Of the lines below, report only those that contain "downspout".

━━━ DATA RECORDS

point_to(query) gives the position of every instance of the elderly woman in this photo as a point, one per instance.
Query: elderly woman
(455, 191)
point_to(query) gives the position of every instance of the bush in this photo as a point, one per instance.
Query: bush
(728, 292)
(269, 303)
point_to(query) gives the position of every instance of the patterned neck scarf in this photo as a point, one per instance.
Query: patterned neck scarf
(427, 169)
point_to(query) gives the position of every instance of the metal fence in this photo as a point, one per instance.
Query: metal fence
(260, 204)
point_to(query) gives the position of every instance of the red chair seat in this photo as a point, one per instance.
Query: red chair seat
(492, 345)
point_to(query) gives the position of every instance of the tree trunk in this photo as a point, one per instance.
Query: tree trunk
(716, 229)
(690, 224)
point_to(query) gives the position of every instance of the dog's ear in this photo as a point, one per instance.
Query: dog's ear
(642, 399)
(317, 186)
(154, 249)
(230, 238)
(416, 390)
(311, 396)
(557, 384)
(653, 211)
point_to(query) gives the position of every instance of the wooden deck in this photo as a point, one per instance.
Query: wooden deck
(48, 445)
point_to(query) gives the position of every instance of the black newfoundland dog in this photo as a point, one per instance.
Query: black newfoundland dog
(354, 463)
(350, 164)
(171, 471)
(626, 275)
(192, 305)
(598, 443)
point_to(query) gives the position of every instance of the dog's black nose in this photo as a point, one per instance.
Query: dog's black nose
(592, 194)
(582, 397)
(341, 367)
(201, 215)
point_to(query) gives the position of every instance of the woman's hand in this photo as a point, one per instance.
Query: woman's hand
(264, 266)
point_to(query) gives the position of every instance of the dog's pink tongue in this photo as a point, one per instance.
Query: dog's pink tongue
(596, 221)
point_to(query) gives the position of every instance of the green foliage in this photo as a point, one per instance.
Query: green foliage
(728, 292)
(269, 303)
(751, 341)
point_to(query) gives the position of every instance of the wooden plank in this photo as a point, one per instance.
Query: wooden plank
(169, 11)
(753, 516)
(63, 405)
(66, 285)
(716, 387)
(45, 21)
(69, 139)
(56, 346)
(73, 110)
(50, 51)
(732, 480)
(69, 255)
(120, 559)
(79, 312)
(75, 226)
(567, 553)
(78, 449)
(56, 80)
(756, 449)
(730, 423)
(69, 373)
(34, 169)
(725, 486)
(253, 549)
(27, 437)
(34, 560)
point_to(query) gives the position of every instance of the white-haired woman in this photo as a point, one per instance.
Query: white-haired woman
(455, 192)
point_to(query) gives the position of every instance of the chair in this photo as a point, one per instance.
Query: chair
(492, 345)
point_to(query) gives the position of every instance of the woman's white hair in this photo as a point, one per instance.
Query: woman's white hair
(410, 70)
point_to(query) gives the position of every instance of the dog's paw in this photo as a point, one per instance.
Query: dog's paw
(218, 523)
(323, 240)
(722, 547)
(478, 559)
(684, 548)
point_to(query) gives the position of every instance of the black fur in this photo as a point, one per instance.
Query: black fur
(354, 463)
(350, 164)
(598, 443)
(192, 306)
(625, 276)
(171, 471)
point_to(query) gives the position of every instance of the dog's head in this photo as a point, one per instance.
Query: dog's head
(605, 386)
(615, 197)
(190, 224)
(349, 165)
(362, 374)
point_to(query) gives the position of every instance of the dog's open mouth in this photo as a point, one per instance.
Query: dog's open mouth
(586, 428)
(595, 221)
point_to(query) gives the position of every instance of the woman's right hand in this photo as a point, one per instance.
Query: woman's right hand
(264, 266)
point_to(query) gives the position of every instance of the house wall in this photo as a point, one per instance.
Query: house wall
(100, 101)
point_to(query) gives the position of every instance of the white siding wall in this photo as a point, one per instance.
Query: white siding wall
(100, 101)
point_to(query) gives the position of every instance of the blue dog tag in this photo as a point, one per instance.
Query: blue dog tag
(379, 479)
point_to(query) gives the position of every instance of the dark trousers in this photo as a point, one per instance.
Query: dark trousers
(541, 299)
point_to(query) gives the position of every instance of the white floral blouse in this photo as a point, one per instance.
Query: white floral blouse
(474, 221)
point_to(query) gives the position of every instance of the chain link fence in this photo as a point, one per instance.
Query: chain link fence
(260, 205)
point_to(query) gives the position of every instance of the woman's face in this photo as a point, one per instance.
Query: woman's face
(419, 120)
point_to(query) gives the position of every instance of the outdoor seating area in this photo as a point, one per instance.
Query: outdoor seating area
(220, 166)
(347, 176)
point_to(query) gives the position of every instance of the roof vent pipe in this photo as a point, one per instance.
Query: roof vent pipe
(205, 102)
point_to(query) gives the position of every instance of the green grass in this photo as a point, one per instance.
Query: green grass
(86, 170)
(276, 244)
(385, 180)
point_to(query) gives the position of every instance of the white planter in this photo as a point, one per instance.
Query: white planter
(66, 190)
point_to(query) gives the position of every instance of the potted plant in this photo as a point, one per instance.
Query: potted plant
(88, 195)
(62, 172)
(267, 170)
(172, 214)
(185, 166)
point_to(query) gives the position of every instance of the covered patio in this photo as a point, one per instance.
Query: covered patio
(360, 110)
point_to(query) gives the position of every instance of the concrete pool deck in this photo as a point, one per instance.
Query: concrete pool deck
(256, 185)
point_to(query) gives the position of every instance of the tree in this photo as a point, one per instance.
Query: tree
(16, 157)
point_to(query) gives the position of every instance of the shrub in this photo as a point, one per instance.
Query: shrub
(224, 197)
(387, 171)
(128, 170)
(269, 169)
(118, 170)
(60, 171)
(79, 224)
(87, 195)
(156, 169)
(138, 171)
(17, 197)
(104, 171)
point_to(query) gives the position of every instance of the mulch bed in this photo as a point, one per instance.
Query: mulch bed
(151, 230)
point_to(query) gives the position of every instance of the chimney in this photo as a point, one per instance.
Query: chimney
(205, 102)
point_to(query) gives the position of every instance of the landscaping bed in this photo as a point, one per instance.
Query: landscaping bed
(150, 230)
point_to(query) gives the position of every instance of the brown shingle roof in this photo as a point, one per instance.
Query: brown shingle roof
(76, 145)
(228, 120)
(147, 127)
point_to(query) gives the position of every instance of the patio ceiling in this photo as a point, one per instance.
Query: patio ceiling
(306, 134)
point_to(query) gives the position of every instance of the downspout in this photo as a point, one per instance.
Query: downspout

━━━━━━

# ANSWER TO THIS EXERCISE
point_to(query) gives the position of every instance of the downspout in this photo as a point, one per instance.
Query: downspout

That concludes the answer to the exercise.